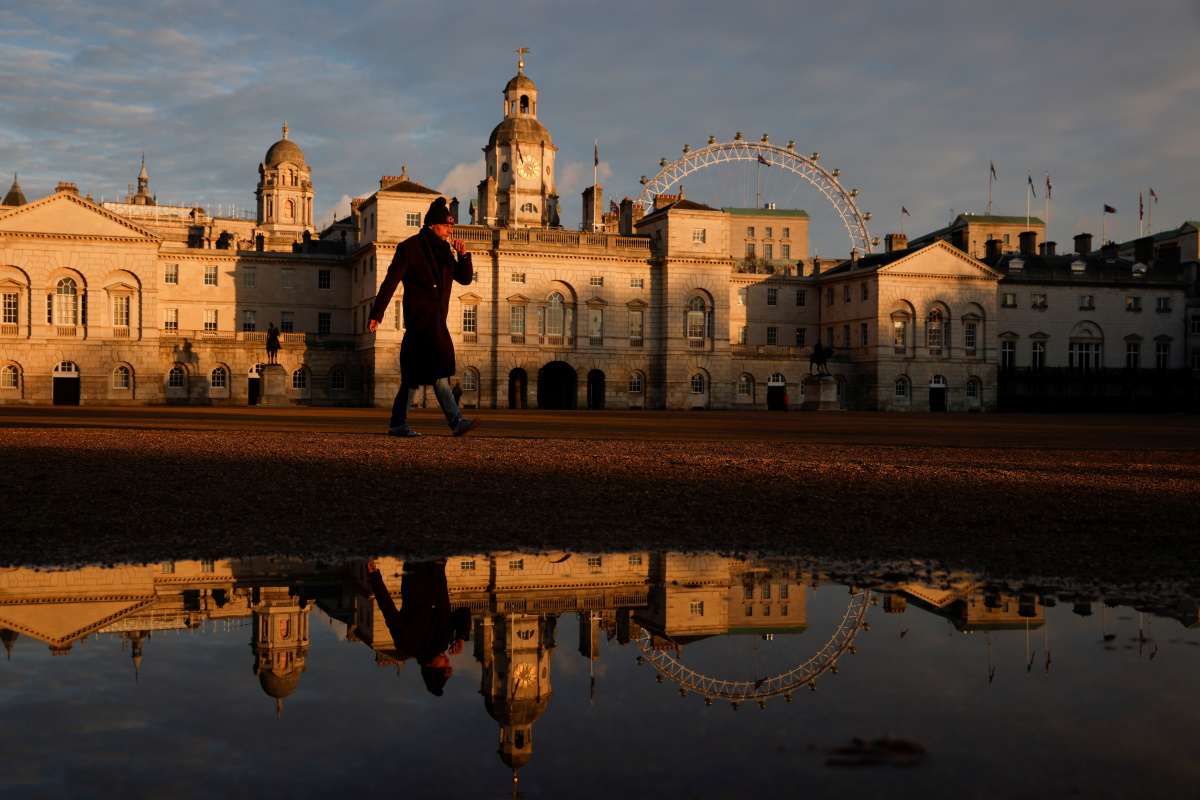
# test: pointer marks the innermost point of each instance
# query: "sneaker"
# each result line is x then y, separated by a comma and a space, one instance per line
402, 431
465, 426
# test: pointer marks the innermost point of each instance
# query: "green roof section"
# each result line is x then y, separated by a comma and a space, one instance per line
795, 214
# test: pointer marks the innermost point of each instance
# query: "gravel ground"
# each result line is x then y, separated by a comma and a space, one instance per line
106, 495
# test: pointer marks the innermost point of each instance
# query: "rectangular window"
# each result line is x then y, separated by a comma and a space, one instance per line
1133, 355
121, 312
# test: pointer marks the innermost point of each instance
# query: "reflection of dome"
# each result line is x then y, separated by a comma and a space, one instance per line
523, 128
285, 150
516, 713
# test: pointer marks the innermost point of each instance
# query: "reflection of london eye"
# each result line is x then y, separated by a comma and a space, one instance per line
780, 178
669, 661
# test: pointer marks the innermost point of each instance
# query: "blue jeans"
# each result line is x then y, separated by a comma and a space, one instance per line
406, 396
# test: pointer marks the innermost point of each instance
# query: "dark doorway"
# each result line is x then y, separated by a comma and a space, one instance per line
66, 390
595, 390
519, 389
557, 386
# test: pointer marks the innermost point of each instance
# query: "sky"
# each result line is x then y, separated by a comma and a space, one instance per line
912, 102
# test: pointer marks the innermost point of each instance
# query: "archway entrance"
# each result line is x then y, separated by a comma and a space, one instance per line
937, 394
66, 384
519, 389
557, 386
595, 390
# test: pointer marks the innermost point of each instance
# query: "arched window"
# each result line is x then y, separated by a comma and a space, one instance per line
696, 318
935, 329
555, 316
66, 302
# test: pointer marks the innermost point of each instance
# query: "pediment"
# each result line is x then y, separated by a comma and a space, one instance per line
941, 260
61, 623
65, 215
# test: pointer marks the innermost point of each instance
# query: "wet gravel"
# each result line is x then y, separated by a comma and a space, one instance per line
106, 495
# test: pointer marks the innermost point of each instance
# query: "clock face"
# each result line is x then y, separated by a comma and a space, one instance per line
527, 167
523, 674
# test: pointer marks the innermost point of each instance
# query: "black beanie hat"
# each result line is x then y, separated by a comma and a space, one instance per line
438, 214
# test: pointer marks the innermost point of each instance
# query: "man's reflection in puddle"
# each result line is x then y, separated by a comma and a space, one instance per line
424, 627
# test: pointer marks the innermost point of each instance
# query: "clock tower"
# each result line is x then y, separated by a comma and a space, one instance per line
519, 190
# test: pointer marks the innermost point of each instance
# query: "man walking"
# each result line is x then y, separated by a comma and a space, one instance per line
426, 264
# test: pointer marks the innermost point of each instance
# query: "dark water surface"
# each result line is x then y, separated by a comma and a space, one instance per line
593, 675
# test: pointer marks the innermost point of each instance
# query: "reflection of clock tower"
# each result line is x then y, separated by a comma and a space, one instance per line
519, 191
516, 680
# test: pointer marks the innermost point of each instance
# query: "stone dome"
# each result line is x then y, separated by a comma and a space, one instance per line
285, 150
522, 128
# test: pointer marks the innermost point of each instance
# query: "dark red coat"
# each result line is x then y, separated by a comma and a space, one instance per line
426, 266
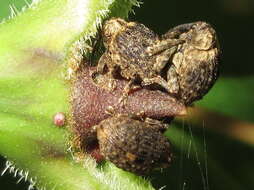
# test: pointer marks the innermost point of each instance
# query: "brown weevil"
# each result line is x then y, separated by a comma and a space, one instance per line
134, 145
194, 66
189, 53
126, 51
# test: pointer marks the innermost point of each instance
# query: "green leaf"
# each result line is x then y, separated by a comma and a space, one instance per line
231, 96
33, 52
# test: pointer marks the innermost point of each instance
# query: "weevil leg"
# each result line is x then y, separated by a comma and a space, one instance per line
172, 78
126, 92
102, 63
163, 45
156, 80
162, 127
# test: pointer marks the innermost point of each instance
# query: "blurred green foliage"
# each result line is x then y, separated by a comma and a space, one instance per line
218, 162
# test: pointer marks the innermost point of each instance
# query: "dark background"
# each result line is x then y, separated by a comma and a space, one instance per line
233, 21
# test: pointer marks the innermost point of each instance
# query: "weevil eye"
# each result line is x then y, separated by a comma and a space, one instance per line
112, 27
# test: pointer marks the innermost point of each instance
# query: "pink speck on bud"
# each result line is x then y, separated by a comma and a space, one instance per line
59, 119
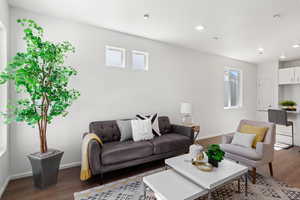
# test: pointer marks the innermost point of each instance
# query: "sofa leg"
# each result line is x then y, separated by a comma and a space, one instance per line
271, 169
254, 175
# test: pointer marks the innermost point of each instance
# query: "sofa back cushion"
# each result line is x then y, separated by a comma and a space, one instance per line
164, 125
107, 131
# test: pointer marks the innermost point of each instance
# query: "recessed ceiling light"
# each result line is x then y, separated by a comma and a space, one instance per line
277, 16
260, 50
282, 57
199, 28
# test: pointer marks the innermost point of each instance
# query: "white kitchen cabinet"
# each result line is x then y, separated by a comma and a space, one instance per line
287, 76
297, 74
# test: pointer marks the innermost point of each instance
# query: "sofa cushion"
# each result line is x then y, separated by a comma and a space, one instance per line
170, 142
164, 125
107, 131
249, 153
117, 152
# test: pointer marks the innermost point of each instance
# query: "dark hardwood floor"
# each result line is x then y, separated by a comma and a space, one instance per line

Your goal ▸ Make an exact copy of the data, leaving its pictures out.

Solved exercise ▸
# test: pointer marks the innermost point of each instance
# query: "sneaker"
# each result line is x then y, separated by a comma and a space, one instance per line
402, 431
465, 426
# test: pointer marks the innermost point of each instance
# query: "green roof section"
# each result line is x then y, separated by a comma and a space, one instance per line
795, 214
# test: pointer marks the innermost point of each instance
# query: "gravel ground"
# each result line is x then y, separated by a comma and a space, one instance per line
106, 495
# test: pointer marks the innermost point of each instance
# query: "rectangular window"
# each result line is x then y, separated by a comma and a space, one instance per line
1133, 355
121, 312
# test: pointer marks the innermost point of each instance
# query: "reflection of dome"
# each result line is x then y, separated by a comma and a space, one instance per line
523, 128
285, 150
516, 713
# test: pointer marks the innermost point of each instance
# query: "reflection of london eye"
# each result line is x then y, separated by a comma and a space, one instance per line
780, 178
669, 661
# test: pointer marks the innermost point of each instance
# query: "blue jeans"
# each result line is x then y, separated by a comma and a space, one instance per line
406, 396
# test: pointer marks the innermost point of each instance
# query: "dark doorway"
# each result line is x then y, separated by a comma and a space, one instance per line
66, 390
595, 390
519, 389
557, 386
# test: pointer marks the innermost point of each instance
# query: "sky"
# each result line is x then y, separated by a comma and a space, one instance per line
912, 102
# test: pointer marks the innermost point of each instance
# query: "archway entrance"
# each result line is x then y, separated by a comma and a space, one instance per line
937, 394
66, 384
519, 389
557, 386
595, 390
# test: pointer marks the innermost point of each instance
# query: "arched window"
# each result line is x then y, separated by a comma and a space, one instance per line
696, 318
935, 329
555, 316
66, 302
# test: pointer marks the innermost point of each instance
# query: "pediment"
# each result line is x then y, separated by a comma and a space, one instance per line
941, 260
61, 623
65, 215
# test: pointer marks the innermost point of each instance
# query: "wet gravel"
# each result line is x then y, separated by a comma and a space, one instance per line
106, 495
# test: pointer marks the innermost point of each instance
# query: "clock face"
# each result line is x then y, separated by a comma and a space, one instance per line
527, 167
523, 674
# test: pointer marks the innermost point of each instance
# query: "black beanie hat"
# each result line is x then y, separated by a comma and a space, one instance per line
438, 214
# test: pointer marks the innermost point of each instance
# query: "man's reflection in puddle"
# each result line is x then y, separated by a comma and a space, one instance per line
424, 627
# test: pointer marks the innermost point of each instance
# query: "clock tower"
# each result line is x then y, separated by a comma and a space, one instance per line
519, 190
# test: pointer marks the innermost point of each instance
# query: "man walking"
# each result line is x then y, separated by a comma and a space, one instance per line
426, 264
# test: pointer marks the innermost point of each instance
# query: "dark water surface"
# each result line is x then y, separated by a comma and a space, one instance per line
593, 675
# test: pointer marks the innermost point of each instance
# query: "reflection of clock tower"
# each result line is x then y, separated by a comma and a space, one instance per line
519, 191
516, 680
# test: pointer marks the innermost point of each instance
# query: "stone dome"
# each result line is x then y, separated by a comma and a space, one instance per line
285, 150
522, 128
# test: pointer marks the innermost point of each instance
# query: "dark red coat"
# each result line is x then y, separated by a comma and a space, one instance per line
426, 266
# test: pointer marks the innermost point of each instance
# query: "brown weevil"
# each result line is x then y, separated by a comma and a space, one instance per line
134, 145
194, 66
189, 53
126, 51
# test: pointer marks the innermost point of each instance
# query: "green leaf"
# each result line is x then y, separated by a comma and a space, one instance per line
231, 96
33, 52
# test: pointer marks the innermost point of each instance
# query: "weevil leg"
# each result line is x then y, separated by a comma and a space, one instance per line
172, 78
126, 92
102, 63
163, 45
156, 80
162, 127
# test: pointer marks the innermost point of each instance
# query: "blurred green foliage"
# each result line is x then y, separated by a comma and a space, one instance per line
218, 162
# test: pointer marks the innermost point of each instance
# query: "dark background"
# each result line is x then y, separated by a comma and a space, one instance per line
233, 21
# test: pointer marks the innermost point of each instance
# query: "weevil eye"
# each result line is x then y, separated by a comma and a space, one instance per line
112, 27
# test: pointer marks the innermost point of each instance
# query: "pink speck on bud"
# each result line is x then y, separated by a comma and a space, one instance per line
59, 119
# test: pointer marks the innermost point of each instance
# query: "sofa leg"
# each result line is x then y, separated by a comma and a space, one instance per line
271, 169
254, 175
# test: pointer marks the innermost point of each instance
# query: "sofa back cushion"
# each result line is x then y, separated by a comma and a space, one instance per line
164, 125
107, 131
# test: pointer marks the innermost point of each instance
# query: "recessed ceiling light"
# each result line is x then y, separated by a comma and a space, one instance per line
277, 16
260, 50
282, 57
199, 28
# test: pointer marks the innermost point of each instance
# query: "white kitchen cabinet"
# each result line is x then y, separated by a comma and a space, one instance per line
287, 76
297, 74
# test: pointer marks the innermost point of each instance
# query: "sofa cushion"
# each result line is x then y, separated by a comma and a space, one instance per line
170, 142
164, 125
107, 131
249, 153
117, 152
# test: pointer marks the innermost point of each instance
# query: "dark hardwood floor"
# each result line is x then y, separated by a comma and a space, one instance per line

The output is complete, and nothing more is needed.